**Task to carry out:** Repeat exactly the lines below that lie between the line with "Tag the boy's face" and the line with "Category: hay bale wall", counting both of those lines as part of the answer.

--- Data records Enclosed Below ---

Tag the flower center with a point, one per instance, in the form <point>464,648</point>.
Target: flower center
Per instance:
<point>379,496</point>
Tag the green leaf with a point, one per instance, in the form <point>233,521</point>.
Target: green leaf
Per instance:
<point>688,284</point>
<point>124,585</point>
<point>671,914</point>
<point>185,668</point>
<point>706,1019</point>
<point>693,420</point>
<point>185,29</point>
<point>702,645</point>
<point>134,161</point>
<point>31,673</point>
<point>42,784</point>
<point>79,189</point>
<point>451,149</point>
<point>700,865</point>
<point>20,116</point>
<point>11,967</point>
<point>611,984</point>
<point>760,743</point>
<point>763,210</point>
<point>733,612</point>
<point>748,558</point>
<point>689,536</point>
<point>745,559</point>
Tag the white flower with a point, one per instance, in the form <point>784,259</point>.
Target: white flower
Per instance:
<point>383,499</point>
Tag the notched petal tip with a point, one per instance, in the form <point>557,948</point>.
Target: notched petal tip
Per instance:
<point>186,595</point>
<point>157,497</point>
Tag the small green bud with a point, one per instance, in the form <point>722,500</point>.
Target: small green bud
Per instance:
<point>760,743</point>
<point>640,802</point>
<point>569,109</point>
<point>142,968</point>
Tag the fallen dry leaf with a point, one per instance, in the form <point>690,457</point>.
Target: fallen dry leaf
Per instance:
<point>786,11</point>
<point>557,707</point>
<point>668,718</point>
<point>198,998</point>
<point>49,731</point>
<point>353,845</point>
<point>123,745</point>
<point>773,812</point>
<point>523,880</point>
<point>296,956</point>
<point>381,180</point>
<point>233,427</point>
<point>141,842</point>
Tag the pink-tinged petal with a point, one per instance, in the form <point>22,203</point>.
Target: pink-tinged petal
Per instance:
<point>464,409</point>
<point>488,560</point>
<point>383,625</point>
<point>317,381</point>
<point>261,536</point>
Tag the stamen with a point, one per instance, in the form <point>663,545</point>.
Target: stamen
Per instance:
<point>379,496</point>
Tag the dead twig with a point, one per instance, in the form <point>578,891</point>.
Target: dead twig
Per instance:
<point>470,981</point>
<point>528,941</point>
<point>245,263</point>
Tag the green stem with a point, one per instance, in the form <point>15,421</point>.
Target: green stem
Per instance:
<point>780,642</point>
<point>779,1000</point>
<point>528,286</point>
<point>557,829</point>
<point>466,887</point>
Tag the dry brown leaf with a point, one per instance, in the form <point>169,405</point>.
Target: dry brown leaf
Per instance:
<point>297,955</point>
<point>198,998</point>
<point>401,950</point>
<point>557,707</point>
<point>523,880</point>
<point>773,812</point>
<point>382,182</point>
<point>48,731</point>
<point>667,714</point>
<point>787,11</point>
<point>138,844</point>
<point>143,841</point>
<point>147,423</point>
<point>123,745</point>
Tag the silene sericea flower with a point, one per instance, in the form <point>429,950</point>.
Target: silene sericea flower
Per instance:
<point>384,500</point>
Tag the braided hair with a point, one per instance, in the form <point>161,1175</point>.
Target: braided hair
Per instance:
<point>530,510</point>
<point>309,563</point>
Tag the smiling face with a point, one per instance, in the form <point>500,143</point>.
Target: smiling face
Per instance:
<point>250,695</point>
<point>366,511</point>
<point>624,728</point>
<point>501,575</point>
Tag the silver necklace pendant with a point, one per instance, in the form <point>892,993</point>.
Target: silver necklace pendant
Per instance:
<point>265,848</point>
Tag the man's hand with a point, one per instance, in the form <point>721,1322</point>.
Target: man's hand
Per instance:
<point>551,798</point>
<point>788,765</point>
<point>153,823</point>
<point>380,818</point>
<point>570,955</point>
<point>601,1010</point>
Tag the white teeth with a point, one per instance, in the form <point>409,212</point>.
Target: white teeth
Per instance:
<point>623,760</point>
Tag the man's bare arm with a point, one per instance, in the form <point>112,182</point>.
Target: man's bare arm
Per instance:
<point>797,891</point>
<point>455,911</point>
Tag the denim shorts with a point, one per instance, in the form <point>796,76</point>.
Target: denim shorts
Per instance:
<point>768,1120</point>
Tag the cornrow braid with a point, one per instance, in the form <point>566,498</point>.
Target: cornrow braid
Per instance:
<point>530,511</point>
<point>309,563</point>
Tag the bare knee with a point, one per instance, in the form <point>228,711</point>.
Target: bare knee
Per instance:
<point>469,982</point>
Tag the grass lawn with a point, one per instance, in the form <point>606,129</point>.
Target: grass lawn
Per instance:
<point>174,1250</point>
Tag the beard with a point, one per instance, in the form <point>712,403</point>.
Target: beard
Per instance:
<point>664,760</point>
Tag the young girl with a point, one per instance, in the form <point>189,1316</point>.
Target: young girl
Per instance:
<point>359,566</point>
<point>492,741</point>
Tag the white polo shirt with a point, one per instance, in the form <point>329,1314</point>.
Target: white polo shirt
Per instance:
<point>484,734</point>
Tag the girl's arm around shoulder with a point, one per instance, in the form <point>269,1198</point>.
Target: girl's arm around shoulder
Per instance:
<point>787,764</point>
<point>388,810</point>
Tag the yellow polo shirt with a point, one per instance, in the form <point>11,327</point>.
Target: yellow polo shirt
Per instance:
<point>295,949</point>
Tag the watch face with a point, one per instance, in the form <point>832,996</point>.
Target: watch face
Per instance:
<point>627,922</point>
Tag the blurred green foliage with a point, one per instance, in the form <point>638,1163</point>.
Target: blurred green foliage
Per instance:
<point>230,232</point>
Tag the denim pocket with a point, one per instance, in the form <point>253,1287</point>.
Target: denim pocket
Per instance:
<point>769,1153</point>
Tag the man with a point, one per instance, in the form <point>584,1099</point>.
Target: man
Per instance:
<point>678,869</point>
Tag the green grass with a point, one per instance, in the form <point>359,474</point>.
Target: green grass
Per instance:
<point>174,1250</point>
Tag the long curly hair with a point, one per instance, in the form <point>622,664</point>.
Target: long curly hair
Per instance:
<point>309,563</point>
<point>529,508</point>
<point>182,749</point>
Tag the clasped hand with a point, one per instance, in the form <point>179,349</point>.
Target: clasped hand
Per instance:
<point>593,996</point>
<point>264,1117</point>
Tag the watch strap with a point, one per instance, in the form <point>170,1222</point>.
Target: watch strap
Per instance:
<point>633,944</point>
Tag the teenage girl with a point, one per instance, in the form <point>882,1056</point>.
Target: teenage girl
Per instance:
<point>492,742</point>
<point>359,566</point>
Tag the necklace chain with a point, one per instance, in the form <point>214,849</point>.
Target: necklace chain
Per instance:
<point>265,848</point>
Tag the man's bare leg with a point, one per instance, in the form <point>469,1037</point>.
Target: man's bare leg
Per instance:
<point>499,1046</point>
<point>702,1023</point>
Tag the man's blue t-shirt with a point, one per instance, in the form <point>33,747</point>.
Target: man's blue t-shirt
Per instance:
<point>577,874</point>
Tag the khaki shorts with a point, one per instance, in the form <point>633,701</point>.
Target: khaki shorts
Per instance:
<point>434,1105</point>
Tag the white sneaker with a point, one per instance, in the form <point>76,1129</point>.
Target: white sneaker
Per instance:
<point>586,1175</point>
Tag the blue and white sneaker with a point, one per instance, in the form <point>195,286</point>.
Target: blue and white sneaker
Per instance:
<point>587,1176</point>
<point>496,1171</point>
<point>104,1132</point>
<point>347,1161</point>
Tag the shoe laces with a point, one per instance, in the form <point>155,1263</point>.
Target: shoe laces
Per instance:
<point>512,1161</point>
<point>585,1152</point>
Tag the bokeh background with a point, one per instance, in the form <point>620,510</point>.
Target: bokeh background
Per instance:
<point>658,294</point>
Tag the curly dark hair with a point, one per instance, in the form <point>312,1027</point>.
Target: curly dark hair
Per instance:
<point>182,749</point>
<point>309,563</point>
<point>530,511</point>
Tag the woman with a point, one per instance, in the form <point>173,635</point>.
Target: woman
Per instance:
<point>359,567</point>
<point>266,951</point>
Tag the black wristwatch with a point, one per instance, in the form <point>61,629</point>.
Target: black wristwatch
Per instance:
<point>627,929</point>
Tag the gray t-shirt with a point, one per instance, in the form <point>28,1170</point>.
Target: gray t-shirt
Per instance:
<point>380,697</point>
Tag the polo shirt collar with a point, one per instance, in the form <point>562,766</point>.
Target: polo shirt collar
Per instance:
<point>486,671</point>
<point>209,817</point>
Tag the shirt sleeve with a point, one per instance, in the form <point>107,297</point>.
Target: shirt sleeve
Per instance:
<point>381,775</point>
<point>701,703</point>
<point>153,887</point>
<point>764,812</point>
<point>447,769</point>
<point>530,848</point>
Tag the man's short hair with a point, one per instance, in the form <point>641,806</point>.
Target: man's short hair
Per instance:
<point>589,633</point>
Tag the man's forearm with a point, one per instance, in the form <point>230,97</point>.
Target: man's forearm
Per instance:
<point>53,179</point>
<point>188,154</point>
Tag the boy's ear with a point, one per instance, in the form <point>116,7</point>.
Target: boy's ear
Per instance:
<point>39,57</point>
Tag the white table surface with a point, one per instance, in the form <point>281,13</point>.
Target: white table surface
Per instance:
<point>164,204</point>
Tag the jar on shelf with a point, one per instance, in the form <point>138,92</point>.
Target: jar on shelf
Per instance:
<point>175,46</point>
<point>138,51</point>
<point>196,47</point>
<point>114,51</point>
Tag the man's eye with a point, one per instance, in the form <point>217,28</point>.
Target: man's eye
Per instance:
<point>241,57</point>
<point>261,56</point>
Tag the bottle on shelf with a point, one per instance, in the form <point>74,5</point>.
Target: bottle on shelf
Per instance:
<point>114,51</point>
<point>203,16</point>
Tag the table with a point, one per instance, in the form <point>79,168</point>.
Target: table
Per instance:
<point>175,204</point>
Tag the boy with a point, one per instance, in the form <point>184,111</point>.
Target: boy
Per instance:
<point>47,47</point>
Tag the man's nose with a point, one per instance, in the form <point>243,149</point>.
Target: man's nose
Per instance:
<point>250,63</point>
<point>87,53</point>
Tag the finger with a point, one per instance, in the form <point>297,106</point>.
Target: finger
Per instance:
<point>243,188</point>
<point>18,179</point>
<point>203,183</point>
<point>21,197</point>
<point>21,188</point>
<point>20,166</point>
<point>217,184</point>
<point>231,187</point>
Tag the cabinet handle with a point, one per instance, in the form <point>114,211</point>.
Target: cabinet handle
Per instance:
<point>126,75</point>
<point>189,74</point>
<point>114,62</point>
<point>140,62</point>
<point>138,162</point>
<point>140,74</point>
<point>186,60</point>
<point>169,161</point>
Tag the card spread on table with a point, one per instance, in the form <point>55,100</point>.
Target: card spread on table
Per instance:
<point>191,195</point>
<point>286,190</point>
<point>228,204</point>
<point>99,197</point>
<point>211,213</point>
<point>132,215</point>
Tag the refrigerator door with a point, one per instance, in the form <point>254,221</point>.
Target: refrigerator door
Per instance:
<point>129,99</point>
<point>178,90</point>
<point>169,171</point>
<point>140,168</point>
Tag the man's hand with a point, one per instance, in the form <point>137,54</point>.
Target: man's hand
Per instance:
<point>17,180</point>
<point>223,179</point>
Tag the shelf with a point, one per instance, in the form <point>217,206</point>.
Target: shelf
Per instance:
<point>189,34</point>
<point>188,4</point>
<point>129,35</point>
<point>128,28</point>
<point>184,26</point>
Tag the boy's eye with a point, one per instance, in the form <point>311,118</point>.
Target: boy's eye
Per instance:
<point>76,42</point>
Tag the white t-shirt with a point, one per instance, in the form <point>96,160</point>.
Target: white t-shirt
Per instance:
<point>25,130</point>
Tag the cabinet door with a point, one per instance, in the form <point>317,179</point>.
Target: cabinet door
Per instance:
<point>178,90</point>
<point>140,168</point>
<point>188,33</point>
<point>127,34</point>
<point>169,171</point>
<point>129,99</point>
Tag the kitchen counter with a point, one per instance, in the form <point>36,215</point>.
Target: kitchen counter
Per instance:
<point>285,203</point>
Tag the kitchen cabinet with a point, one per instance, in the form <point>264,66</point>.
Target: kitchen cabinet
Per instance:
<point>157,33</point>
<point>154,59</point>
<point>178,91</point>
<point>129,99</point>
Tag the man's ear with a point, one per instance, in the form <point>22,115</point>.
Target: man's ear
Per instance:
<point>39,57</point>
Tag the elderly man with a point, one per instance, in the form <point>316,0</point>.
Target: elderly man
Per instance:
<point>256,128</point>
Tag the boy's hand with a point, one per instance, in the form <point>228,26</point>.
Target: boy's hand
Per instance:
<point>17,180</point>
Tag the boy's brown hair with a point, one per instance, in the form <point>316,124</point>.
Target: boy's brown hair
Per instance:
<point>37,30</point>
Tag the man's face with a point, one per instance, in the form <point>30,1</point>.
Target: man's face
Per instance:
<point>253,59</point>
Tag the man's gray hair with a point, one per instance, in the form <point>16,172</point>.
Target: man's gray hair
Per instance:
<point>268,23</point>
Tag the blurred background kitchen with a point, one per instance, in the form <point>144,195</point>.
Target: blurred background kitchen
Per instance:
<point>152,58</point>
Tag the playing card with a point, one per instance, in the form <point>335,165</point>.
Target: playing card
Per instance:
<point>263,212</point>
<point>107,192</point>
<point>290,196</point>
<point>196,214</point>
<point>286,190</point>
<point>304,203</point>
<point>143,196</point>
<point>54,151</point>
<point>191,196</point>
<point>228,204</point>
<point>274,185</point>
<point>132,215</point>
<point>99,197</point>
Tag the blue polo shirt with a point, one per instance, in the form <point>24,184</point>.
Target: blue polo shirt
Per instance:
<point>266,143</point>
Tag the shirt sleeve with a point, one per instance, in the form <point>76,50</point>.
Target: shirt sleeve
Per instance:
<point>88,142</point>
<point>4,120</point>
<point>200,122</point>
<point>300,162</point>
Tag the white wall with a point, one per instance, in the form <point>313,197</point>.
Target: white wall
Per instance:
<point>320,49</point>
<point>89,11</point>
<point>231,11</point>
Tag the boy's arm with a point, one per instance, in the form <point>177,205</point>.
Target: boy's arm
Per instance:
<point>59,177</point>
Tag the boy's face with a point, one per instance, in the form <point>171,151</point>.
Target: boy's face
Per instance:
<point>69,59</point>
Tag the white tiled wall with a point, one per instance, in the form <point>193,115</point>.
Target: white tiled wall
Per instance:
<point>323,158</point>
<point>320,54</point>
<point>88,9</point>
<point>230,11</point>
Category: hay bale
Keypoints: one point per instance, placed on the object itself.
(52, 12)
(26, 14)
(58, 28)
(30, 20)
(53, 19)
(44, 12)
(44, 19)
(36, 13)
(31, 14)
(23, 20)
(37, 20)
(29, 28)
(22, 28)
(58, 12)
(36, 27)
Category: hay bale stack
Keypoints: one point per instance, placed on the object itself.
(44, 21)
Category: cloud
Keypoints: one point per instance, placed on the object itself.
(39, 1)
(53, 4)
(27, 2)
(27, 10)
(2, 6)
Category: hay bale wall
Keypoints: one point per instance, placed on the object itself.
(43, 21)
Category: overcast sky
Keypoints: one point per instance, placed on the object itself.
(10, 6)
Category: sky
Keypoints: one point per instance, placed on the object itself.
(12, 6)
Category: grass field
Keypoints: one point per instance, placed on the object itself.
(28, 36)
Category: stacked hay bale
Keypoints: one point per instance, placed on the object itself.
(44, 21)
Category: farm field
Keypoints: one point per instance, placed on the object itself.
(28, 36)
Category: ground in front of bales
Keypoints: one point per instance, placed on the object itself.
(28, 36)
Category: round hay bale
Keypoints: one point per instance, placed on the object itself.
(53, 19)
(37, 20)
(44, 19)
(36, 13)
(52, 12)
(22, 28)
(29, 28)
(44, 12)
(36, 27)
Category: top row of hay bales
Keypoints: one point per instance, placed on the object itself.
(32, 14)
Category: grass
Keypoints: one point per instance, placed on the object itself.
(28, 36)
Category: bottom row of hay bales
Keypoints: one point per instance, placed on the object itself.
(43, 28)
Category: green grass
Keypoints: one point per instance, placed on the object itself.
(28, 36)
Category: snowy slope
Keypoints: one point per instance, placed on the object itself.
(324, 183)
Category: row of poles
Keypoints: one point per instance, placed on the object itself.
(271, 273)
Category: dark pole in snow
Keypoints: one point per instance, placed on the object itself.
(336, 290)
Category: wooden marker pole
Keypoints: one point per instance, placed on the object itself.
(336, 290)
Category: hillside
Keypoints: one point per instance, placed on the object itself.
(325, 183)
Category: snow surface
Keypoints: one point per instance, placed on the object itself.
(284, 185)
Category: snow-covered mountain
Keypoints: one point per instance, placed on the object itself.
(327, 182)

--- End of Enclosed Data records ---

**Answer:**
Tag the boy's face with a point, one per instance, in the form <point>171,151</point>.
Target: boy's face
Per instance:
<point>69,59</point>
Tag the white tiled wall with a point, one per instance, in the form <point>193,115</point>.
Target: white tiled wall
Per instance:
<point>323,158</point>
<point>320,54</point>
<point>88,9</point>
<point>230,11</point>
Category: hay bale
Keypoints: one point per instance, placed on the object itself.
(52, 12)
(26, 14)
(58, 28)
(30, 20)
(53, 19)
(44, 12)
(44, 19)
(36, 13)
(31, 14)
(23, 20)
(37, 20)
(29, 28)
(22, 28)
(58, 12)
(36, 27)
Category: hay bale stack
Keypoints: one point per instance, placed on the object itself.
(44, 21)
Category: cloud
Keypoints: one point per instance, placed on the object itself.
(39, 1)
(53, 4)
(27, 2)
(27, 10)
(2, 6)
Category: hay bale wall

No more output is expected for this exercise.